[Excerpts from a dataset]
━━━━━━━━━━━━━━━━
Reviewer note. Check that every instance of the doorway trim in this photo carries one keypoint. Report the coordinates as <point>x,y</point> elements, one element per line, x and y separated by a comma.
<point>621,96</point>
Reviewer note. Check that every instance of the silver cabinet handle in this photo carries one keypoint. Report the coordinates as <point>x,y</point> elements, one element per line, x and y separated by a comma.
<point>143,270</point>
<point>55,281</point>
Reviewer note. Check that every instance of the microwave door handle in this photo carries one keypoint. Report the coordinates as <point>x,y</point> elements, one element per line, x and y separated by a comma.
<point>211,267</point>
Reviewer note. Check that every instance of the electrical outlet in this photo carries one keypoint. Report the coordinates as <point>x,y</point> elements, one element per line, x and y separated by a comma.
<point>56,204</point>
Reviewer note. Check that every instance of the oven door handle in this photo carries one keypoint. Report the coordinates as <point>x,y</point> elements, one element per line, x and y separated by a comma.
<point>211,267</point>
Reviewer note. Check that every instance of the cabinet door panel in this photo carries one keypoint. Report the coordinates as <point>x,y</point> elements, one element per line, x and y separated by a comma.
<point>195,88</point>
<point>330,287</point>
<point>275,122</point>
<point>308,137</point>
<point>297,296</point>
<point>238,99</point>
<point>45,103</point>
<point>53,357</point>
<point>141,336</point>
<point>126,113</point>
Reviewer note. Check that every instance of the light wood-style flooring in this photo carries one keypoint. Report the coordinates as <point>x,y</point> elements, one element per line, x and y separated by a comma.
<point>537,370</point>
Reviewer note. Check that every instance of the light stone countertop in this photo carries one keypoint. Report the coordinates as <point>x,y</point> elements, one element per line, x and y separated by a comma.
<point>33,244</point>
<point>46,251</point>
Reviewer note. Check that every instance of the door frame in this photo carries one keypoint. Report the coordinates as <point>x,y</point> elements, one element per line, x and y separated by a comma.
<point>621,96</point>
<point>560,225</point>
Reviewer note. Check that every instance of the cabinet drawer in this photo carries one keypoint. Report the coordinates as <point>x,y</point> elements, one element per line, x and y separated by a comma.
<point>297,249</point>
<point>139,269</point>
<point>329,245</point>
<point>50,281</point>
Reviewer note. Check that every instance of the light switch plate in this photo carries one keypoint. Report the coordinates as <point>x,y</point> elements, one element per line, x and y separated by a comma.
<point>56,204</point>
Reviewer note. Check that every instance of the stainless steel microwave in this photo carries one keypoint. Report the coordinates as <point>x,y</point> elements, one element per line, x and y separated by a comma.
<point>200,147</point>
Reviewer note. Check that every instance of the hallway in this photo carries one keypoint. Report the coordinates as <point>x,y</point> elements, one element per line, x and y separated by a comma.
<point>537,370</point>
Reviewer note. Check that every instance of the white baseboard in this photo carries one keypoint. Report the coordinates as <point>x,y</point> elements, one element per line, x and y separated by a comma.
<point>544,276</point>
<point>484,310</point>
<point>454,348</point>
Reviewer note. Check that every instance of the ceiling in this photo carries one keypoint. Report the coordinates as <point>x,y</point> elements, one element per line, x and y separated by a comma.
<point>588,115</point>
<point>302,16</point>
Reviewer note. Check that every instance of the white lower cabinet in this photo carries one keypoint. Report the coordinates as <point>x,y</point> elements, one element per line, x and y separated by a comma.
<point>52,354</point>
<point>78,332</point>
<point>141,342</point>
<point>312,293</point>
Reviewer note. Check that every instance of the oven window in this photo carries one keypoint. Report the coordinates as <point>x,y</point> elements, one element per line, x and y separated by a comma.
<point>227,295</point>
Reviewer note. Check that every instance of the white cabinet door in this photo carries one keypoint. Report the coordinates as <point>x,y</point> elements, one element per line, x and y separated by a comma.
━━━━━━━━━━━━━━━━
Try it ::
Having read the entries above, restate them all word for word.

Exercise response ::
Reviewer note. Check that every instance of the doorway trim in this photo carries one keypoint. Report the coordinates as <point>x,y</point> elements, one element per line, x and y separated by a comma.
<point>621,96</point>
Reviewer note. Check that every instance of the silver cabinet handle in this photo carries one keypoint. Report the coordinates as <point>x,y</point> elements, one element per line, x and y separated by a comma.
<point>143,270</point>
<point>55,281</point>
Reviewer note. Check that every instance of the microwave door handle in this photo carries one keypoint. Report the coordinates as <point>x,y</point> elements, one element per line, x and y separated by a comma.
<point>211,267</point>
Reviewer note. Check that every instance of the electrical outlet in this photo carries one keypoint. Report the coordinates as <point>x,y</point> elements, one element per line, x and y separated by a comma.
<point>56,204</point>
Reviewer note. Check that every instance of the oven door handle in this photo carries one keypoint. Report the coordinates as <point>x,y</point> elements, one element per line, x and y separated by a comma.
<point>211,267</point>
Reviewer note. Check that every instance of the cabinet door panel in this photo carries one keypoint. Report the coordinates as <point>x,y</point> elements, one element per line, x and y separated by a comma.
<point>195,88</point>
<point>330,287</point>
<point>275,122</point>
<point>308,137</point>
<point>297,296</point>
<point>238,99</point>
<point>45,103</point>
<point>53,357</point>
<point>141,336</point>
<point>126,113</point>
Reviewer note. Check that every instance of the light wood-style flooring in this photo carries one keypoint. Report the coordinates as <point>x,y</point> elements, one element per line, x and y separated by a comma.
<point>537,370</point>
Reviewer note. Check that every instance of the light stone countertop in this photo carries one keypoint. Report the coordinates as <point>x,y</point> elements, one element per line, x and y separated by a comma.
<point>33,244</point>
<point>46,251</point>
Reviewer note. Check that every instance of the door frame in this photo carries one keypoint. Report the coordinates as <point>x,y</point> elements, one element per line, x and y separated by a comma.
<point>621,96</point>
<point>560,225</point>
Reviewer note. Check that every instance of the cabinet drawer in this photo carries one keypoint. Report the coordinates as <point>x,y</point> elements, one element per line, x and y separated by a comma.
<point>297,249</point>
<point>139,269</point>
<point>329,245</point>
<point>50,281</point>
Reviewer note. Check that every instance of the light switch plate in this photo carries one keypoint. Report the coordinates as <point>x,y</point> elements, one element per line, x and y separated by a comma.
<point>56,204</point>
Reviewer note. Check that every instance of the stainless steel microwave in this photo carries one keypoint. Report the coordinates as <point>x,y</point> elements, one element per line, x and y separated by a comma.
<point>200,147</point>
Reviewer note. Check that every instance of the hallway in this photo carries one keypoint. Report the coordinates as <point>x,y</point> elements, one element per line, x and y separated by a comma.
<point>537,370</point>
Reviewer note. Check that every instance of the white baseboard in this photo carries one keypoint. Report the coordinates as <point>x,y</point> elements, one element per line, x and y separated by a comma.
<point>544,276</point>
<point>484,310</point>
<point>454,348</point>
Reviewer note. Check that every instance of the ceiling in this photo carries one keypoint. Report the coordinates as <point>x,y</point> elements, one element per line, x and y separated by a comma.
<point>588,115</point>
<point>302,16</point>
Reviewer note. Check that every instance of the white lower cabinet in this photo carries one keypoint. Report the coordinates as <point>x,y</point> elements, one element per line, x and y separated by a comma.
<point>52,354</point>
<point>78,332</point>
<point>141,342</point>
<point>312,293</point>
Reviewer note. Check that every instance of the oven window in this photo carries one keypoint. Report the coordinates as <point>x,y</point> elements, one element per line, x and y separated by a comma.
<point>227,295</point>
Reviewer note. Check that every instance of the white cabinet door in this photo carries one keypoint. Report the coordinates as <point>x,y</point> elements, one element per line, x and y separated by a comma.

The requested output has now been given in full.